■ **What needs to be done**: Repeat word for word the stretch of the Sticker Chart post below, starting at "So I tried it." and ending at "weeks to go.".

■ **Passage**:
Sticker Chart

Changing bad habits is HARD! I'm still learning, every day.

When I was training for IMCDA under Chuckie it was my first IM with him. Chuckie has a lot of "advice" and I would get these emails reminding me what all the right things to do are going into an IM. Things like drink more water, eat great food (not just good food), put your feet up on the wall, administer self massage, get lots of sleep, stop eating after 7pm. Wait, what? What was that last one....stop eating after 7pm? Wow, that's harsh, seriously?

So I tried it. I did OK, not great, I would grade my effort with a C. So, kinda 50/50, which I guess was way better than before. I think before he told me this the number of times I had not eaten after 7pm in my life was....zero. Yup, zero. I eat after dinner. Sometimes good stuff like fruit, yogurt, popcorn with the air popper. Sometimes bad stuff like chips, Nutella, popcorn made on the stovetop with oil.

But the nice thing about getting into Kona was I knew that Chuckie's advice was going to come around again, and I had another "chance" to get a better grade. Before IMCDA Chuckie sprung the no eating after 7pm concept on me about 3 weeks before the IM. So I was expecting the same with Kona. Well, I was wrong, this time he sprung it on me with about 10 weeks to go.

I tried so hard. I ate only really good food if I ate anything after 7pm, but there were nights where I just wanted food, and I ate food. I would give myself a B+ for the Kona build. I got the concept, I followed it for the most part, but when deep self restraint was required...I caved. I still made some great body composition strides, stepping on the line at Kona about 7 pounds under what I raced at CDA. I was leaner and meaner, but still very much healthy and strong, and it showed on race day.

Well I KNEW it was coming for IMAZ. I think it came about 8 days after Kona. The advice to once again curb the evening consumption. I was both full of dread and excited at the same time. It's another chance to do a good job, but also another task in self restraint.

■ **Provided material**:
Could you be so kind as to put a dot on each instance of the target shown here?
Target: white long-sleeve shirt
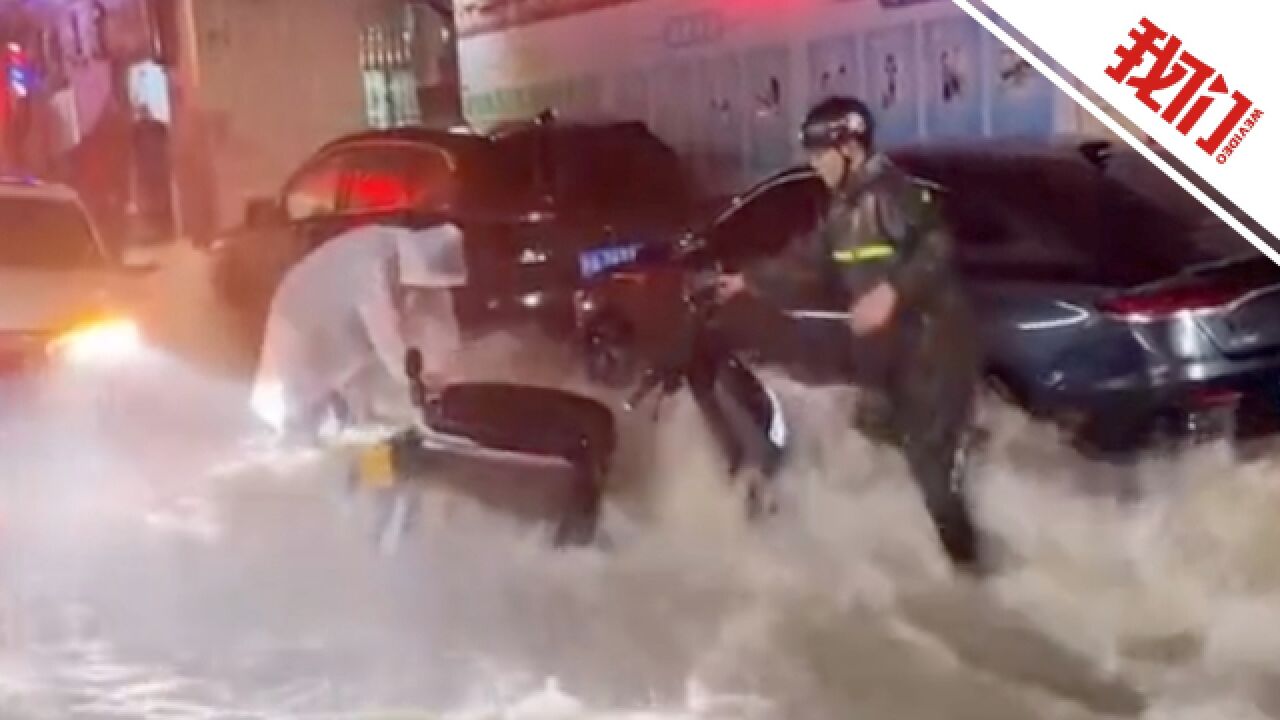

■ **Written answer**:
So I tried it. I did OK, not great, I would grade my effort with a C. So, kinda 50/50, which I guess was way better than before. I think before he told me this the number of times I had not eaten after 7pm in my life was....zero. Yup, zero. I eat after dinner. Sometimes good stuff like fruit, yogurt, popcorn with the air popper. Sometimes bad stuff like chips, Nutella, popcorn made on the stovetop with oil.

But the nice thing about getting into Kona was I knew that Chuckie's advice was going to come around again, and I had another "chance" to get a better grade. Before IMCDA Chuckie sprung the no eating after 7pm concept on me about 3 weeks before the IM. So I was expecting the same with Kona. Well, I was wrong, this time he sprung it on me with about 10 weeks to go.